__Text for analysis__.
In Vietnam, communism is a political religion and the communist party views any organized religion as a direct threat to national security and their authoritarian control of the Vietnamese people. In Vietnam’s 2008 Internal ‘Training Manual for the Task Concerning the Protestant Religion,’ designed for the Central Bureau of Religious Affairs’ (CBRA) special police, whose responsibilities include the monitoring and control of religion and churches, it states “official thinking still connects religion with schemes of “enemy forces which hope to destroy the precious revolution of our people.”

By 2007, the communist government held over 3,000 training courses and 10,000 workshops throughout the country for the political management of religion. US Ambassador Michael Michalak and the State Department commended the Vietnamese government for doing so. In the 2007-2008 training cycle, 21,811 more of CBRA’s religious police were trained to “manage religion.”

On August 11, Compass Direct News reported that four police officers and two officials from the CBRA interrupted a Sunday House Church worship service in Tran Phu Commune, Hanoi, and one officer told the members that if he found them meeting next Sunday, "I will kill you like I'd kill a dog." Ironically, the pastor had twice tried to register the House Church with the government.

Over 150 Montagnard House Church Pastors are languishing in prisons in Vietnam. In April 2008, Pastor H’Bat Puih, mother of four, was sent to Pleiku’s T-20 prison and hasn't been heard of since.

__Dataset records__.
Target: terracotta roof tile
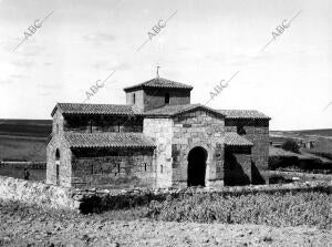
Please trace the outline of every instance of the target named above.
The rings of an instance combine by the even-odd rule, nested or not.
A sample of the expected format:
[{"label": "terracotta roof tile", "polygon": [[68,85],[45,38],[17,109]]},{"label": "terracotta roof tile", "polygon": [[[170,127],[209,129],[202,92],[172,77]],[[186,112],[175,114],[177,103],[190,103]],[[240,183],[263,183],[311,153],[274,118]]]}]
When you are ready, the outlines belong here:
[{"label": "terracotta roof tile", "polygon": [[201,105],[201,104],[165,105],[159,109],[146,111],[146,112],[144,112],[144,115],[147,117],[175,116],[175,115],[190,112],[191,110],[197,110],[197,109],[203,109],[205,111],[212,112],[212,113],[224,116],[224,114],[221,114],[220,112],[218,112],[214,109],[207,107],[205,105]]},{"label": "terracotta roof tile", "polygon": [[126,92],[129,90],[148,89],[148,88],[153,88],[153,89],[156,89],[156,88],[159,88],[159,89],[187,89],[187,90],[193,89],[191,85],[170,81],[168,79],[155,78],[149,81],[125,88],[124,91]]},{"label": "terracotta roof tile", "polygon": [[79,104],[58,103],[52,111],[52,116],[56,110],[63,114],[104,114],[104,115],[139,115],[141,110],[133,105],[122,104]]},{"label": "terracotta roof tile", "polygon": [[143,133],[64,133],[70,147],[155,147]]},{"label": "terracotta roof tile", "polygon": [[251,142],[235,132],[226,132],[224,143],[229,146],[253,146]]},{"label": "terracotta roof tile", "polygon": [[261,119],[270,120],[269,116],[256,110],[217,110],[226,115],[226,119]]}]

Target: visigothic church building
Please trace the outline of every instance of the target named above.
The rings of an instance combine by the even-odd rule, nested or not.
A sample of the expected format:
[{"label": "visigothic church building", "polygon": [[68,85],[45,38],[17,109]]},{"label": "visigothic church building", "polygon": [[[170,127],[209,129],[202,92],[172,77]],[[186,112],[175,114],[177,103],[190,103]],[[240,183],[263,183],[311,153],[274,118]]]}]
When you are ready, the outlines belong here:
[{"label": "visigothic church building", "polygon": [[191,90],[157,76],[124,89],[124,105],[58,103],[46,148],[48,183],[105,188],[263,184],[270,117],[190,104]]}]

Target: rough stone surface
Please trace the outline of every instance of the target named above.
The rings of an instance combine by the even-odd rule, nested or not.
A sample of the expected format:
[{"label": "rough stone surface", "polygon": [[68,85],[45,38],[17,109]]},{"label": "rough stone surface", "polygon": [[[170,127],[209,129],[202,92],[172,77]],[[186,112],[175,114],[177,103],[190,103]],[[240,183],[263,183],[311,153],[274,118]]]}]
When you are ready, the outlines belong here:
[{"label": "rough stone surface", "polygon": [[0,198],[56,209],[77,209],[70,189],[60,186],[0,176]]},{"label": "rough stone surface", "polygon": [[0,200],[0,246],[329,246],[331,230],[114,220],[110,213],[76,215],[24,209]]}]

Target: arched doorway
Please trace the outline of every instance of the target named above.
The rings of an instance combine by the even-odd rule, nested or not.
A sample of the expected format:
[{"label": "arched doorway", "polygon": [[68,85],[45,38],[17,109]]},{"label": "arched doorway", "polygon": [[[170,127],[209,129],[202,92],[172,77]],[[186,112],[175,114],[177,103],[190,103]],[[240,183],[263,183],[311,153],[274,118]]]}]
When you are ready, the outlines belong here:
[{"label": "arched doorway", "polygon": [[60,184],[60,151],[56,148],[55,151],[55,175],[56,175],[56,185]]},{"label": "arched doorway", "polygon": [[188,186],[205,186],[207,152],[200,146],[190,150],[188,154]]}]

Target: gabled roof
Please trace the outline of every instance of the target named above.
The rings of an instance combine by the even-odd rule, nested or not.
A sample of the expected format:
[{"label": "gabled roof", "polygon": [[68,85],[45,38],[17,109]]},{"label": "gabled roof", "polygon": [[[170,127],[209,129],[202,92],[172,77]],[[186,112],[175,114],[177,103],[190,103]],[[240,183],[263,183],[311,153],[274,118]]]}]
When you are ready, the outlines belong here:
[{"label": "gabled roof", "polygon": [[228,146],[253,146],[253,143],[249,142],[236,132],[226,132],[224,143]]},{"label": "gabled roof", "polygon": [[127,92],[127,91],[134,91],[134,90],[139,90],[139,89],[187,89],[187,90],[193,90],[193,86],[184,84],[184,83],[170,81],[168,79],[155,78],[149,81],[125,88],[124,91]]},{"label": "gabled roof", "polygon": [[101,114],[101,115],[139,115],[141,110],[134,105],[123,104],[79,104],[79,103],[58,103],[51,115],[56,110],[62,114]]},{"label": "gabled roof", "polygon": [[256,110],[217,110],[221,114],[226,115],[226,119],[259,119],[271,120],[271,117],[264,115]]},{"label": "gabled roof", "polygon": [[207,107],[205,105],[201,104],[180,104],[180,105],[165,105],[163,107],[159,109],[154,109],[154,110],[149,110],[144,112],[144,116],[146,117],[172,117],[172,116],[176,116],[183,113],[187,113],[187,112],[191,112],[191,111],[196,111],[196,110],[204,110],[217,115],[220,115],[221,117],[225,117],[224,114],[221,114],[220,112]]},{"label": "gabled roof", "polygon": [[70,147],[155,147],[143,133],[64,133]]}]

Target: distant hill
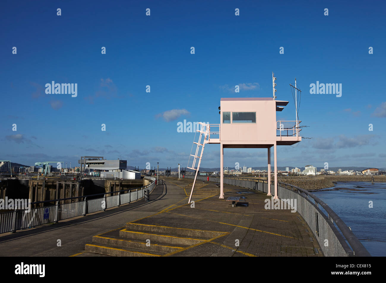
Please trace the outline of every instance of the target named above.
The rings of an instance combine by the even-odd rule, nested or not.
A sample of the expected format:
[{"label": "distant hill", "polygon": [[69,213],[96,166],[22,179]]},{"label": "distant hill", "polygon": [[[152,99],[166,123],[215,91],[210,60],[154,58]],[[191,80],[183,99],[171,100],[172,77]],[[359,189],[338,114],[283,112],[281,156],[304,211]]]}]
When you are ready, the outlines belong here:
[{"label": "distant hill", "polygon": [[[312,165],[312,164],[311,164],[311,165]],[[284,171],[286,169],[286,167],[288,167],[288,168],[289,169],[290,171],[291,171],[291,169],[295,169],[295,167],[293,167],[291,166],[279,166],[279,167],[278,167],[278,170],[279,171]],[[248,168],[248,166],[247,166],[247,167]],[[127,168],[128,169],[129,169],[130,170],[134,170],[134,167],[133,167],[132,166],[128,166]],[[182,168],[183,168],[182,166],[181,166],[180,167],[180,169],[181,170],[182,170]],[[185,167],[184,167],[183,168],[185,169]],[[233,167],[229,167],[229,169],[231,169],[231,170],[232,169],[235,169],[235,167],[234,167],[234,166]],[[301,171],[303,171],[305,169],[305,167],[298,167],[298,168],[299,169],[300,169]],[[317,167],[317,168],[318,171],[320,171],[321,169],[324,169],[324,167]],[[346,170],[354,170],[354,171],[362,171],[362,170],[364,170],[365,169],[367,169],[368,168],[369,168],[369,167],[355,167],[355,166],[349,167],[349,166],[342,166],[342,167],[329,167],[328,169],[328,171],[334,171],[336,172],[336,171],[337,171],[339,169],[342,169],[342,171],[345,171]],[[154,169],[154,167],[153,167],[153,169]],[[157,167],[156,167],[155,169],[156,169],[156,170],[157,170]],[[252,167],[252,169],[254,169],[254,170],[268,170],[268,167],[267,167],[267,166],[265,166],[265,167],[262,166],[262,167]],[[381,171],[386,171],[386,168],[378,168],[378,169],[379,169],[379,170],[380,170]],[[138,169],[138,168],[137,168],[137,169]],[[142,168],[140,168],[140,169],[141,169],[141,170],[143,170],[143,169],[142,169]],[[273,169],[274,169],[274,167],[273,167],[273,165],[271,166],[271,170],[272,170],[272,171],[273,171]],[[159,169],[159,171],[164,171],[166,169],[166,168],[160,168]],[[171,169],[171,171],[178,171],[178,167],[175,167],[174,168],[172,168]],[[220,170],[220,167],[216,167],[216,168],[206,168],[206,167],[200,167],[200,172],[203,172],[203,171],[206,171],[207,172],[213,172],[214,171],[219,171]],[[186,172],[193,172],[193,170],[191,170],[190,169],[186,169]]]}]

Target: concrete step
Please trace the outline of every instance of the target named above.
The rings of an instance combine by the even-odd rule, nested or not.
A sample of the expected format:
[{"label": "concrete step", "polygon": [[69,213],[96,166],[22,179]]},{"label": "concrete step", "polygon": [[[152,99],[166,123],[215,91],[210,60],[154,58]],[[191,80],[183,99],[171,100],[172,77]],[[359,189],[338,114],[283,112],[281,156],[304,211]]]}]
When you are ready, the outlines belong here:
[{"label": "concrete step", "polygon": [[151,244],[152,242],[155,242],[166,246],[185,247],[199,244],[205,240],[203,239],[179,236],[178,235],[159,233],[155,234],[127,229],[123,229],[119,231],[120,237],[134,241],[139,240],[140,241],[145,242],[149,239],[150,240]]},{"label": "concrete step", "polygon": [[121,238],[111,238],[102,236],[94,236],[93,237],[92,243],[99,246],[111,245],[118,248],[157,254],[166,254],[183,248],[183,247],[166,246],[160,243],[151,241],[151,240],[149,243],[150,246],[148,245],[147,246],[146,241],[142,241],[140,240],[129,240]]},{"label": "concrete step", "polygon": [[160,256],[159,253],[146,253],[132,248],[120,248],[113,245],[107,244],[88,244],[85,246],[85,250],[103,255],[115,256]]},{"label": "concrete step", "polygon": [[204,240],[212,239],[216,236],[222,235],[225,233],[136,223],[127,224],[126,228],[130,231],[143,232],[150,234],[165,234]]}]

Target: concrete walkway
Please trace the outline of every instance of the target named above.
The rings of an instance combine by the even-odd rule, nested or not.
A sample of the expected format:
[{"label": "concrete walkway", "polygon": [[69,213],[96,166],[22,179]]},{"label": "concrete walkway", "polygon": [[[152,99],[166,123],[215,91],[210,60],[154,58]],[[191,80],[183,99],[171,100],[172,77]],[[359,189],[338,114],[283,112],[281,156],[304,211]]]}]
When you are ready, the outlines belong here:
[{"label": "concrete walkway", "polygon": [[[167,178],[168,188],[187,196],[191,179]],[[311,230],[296,212],[266,210],[266,194],[224,186],[218,198],[213,183],[196,183],[193,204],[187,199],[123,229],[95,235],[79,256],[320,256]],[[236,207],[225,199],[240,196]]]},{"label": "concrete walkway", "polygon": [[232,208],[214,183],[198,181],[193,207],[187,203],[192,181],[168,178],[148,203],[1,234],[0,256],[322,255],[298,213],[264,209],[266,194],[225,185],[225,199],[244,200]]},{"label": "concrete walkway", "polygon": [[[91,241],[93,236],[153,214],[185,197],[183,192],[170,191],[166,186],[157,185],[148,203],[142,199],[57,224],[0,234],[0,256],[71,256],[84,251],[85,245]],[[58,239],[61,246],[58,246]]]}]

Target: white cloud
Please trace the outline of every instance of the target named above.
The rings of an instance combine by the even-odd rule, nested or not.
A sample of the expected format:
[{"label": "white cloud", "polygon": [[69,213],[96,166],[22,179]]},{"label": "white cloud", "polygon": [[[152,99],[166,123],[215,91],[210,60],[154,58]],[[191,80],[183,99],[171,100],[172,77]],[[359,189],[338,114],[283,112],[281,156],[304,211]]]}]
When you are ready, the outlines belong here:
[{"label": "white cloud", "polygon": [[186,109],[173,109],[168,110],[156,116],[156,118],[162,117],[166,122],[170,122],[176,120],[181,115],[190,114],[190,112]]},{"label": "white cloud", "polygon": [[381,104],[381,106],[377,107],[371,114],[371,116],[376,117],[386,117],[386,101]]}]

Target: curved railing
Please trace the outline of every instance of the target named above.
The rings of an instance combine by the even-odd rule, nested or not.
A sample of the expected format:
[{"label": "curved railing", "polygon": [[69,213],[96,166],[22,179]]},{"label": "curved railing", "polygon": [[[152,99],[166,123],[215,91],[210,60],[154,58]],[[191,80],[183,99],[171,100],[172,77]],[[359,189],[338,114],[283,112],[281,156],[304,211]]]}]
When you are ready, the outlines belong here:
[{"label": "curved railing", "polygon": [[[74,198],[38,201],[29,204],[30,207],[34,204],[42,204],[41,207],[27,210],[17,210],[0,213],[0,234],[7,232],[15,232],[17,230],[31,228],[40,225],[80,216],[88,213],[104,211],[107,208],[119,206],[144,197],[148,197],[156,186],[154,177],[146,176],[145,178],[151,183],[138,188],[102,194],[83,196]],[[145,195],[145,191],[148,191]],[[109,194],[113,195],[108,196]],[[98,198],[103,196],[101,198]],[[80,200],[68,203],[68,200]],[[54,205],[44,206],[44,203],[54,203]]]},{"label": "curved railing", "polygon": [[[185,178],[193,179],[194,176],[185,175]],[[199,180],[207,180],[207,176],[197,177]],[[219,183],[220,178],[210,177],[209,181]],[[312,230],[325,256],[371,256],[351,229],[327,204],[303,189],[281,182],[278,182],[278,193],[280,199],[296,199],[297,211]],[[224,179],[224,184],[268,193],[268,182],[265,180],[249,181]],[[274,185],[271,184],[270,191],[273,196],[274,195]],[[319,207],[319,205],[327,212],[327,215]],[[334,222],[343,236],[334,225]]]}]

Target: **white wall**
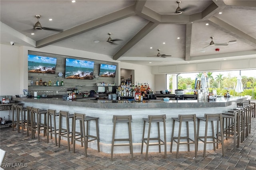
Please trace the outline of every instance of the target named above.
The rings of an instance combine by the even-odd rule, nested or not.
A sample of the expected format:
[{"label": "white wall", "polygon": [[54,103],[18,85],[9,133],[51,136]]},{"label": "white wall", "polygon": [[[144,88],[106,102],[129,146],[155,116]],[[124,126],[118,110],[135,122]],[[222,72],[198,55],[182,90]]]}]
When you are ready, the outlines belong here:
[{"label": "white wall", "polygon": [[151,66],[120,62],[120,68],[134,70],[134,83],[147,83],[155,91],[155,76],[151,73]]},{"label": "white wall", "polygon": [[[166,74],[155,75],[155,86],[156,91],[162,91],[166,89]],[[167,88],[167,89],[168,89]]]},{"label": "white wall", "polygon": [[22,94],[20,47],[1,44],[0,49],[0,95]]},{"label": "white wall", "polygon": [[113,60],[110,56],[53,45],[36,49],[26,46],[18,47],[1,44],[1,95],[22,94],[23,89],[28,89],[28,51],[29,50],[116,63],[118,66],[115,82],[120,82],[121,68],[134,70],[134,82],[148,82],[153,90],[154,89],[154,76],[151,73],[151,66],[121,62]]}]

__Work order__. Continue the passage on the Vietnamese government's control of religion, picking up right after its final sentence.

__Answer below__.
The price of registering churches means surrendering religious freedom to the communist party. The church must submit to the CBRA a list of the names and addresses of members, and only those approved by the CBRA can attend services. All sermons must be approved in advance by the CBRA, and all sermons, including those of minorities, must be given in Vietnamese. Pastors and priests can neither deviate from the approved sermon nor proselytize, and the CBRA religious police “manage” all church activities.

This wrath of the communist regime also includes the destruction of church property. For example, not only is the Unified Buddhist Church of Vietnam outlawed but its property was seized and buildings destroyed; the first Montagnard Christian Church, considered as a sacred historical site in Buonmathuot city, was recently demolished; the Catholic nunciature in Hanoi was destroyed as was the Redemptorist Monastery in Nha Trang. The nuns of the Order of Cross Lovers in Thu Thiem - a suburb of Ho Chi Minh city - were removed from their 170 year old convent and the buildings destroyed. The monastery of the order of the Brothers of The Holy Family of Banam (Frères de la Sainte Famille de Banam) in Long Xuyen were demolished, as was the monastery of the Sisters of St Paul of Chartres in Vinh Long province.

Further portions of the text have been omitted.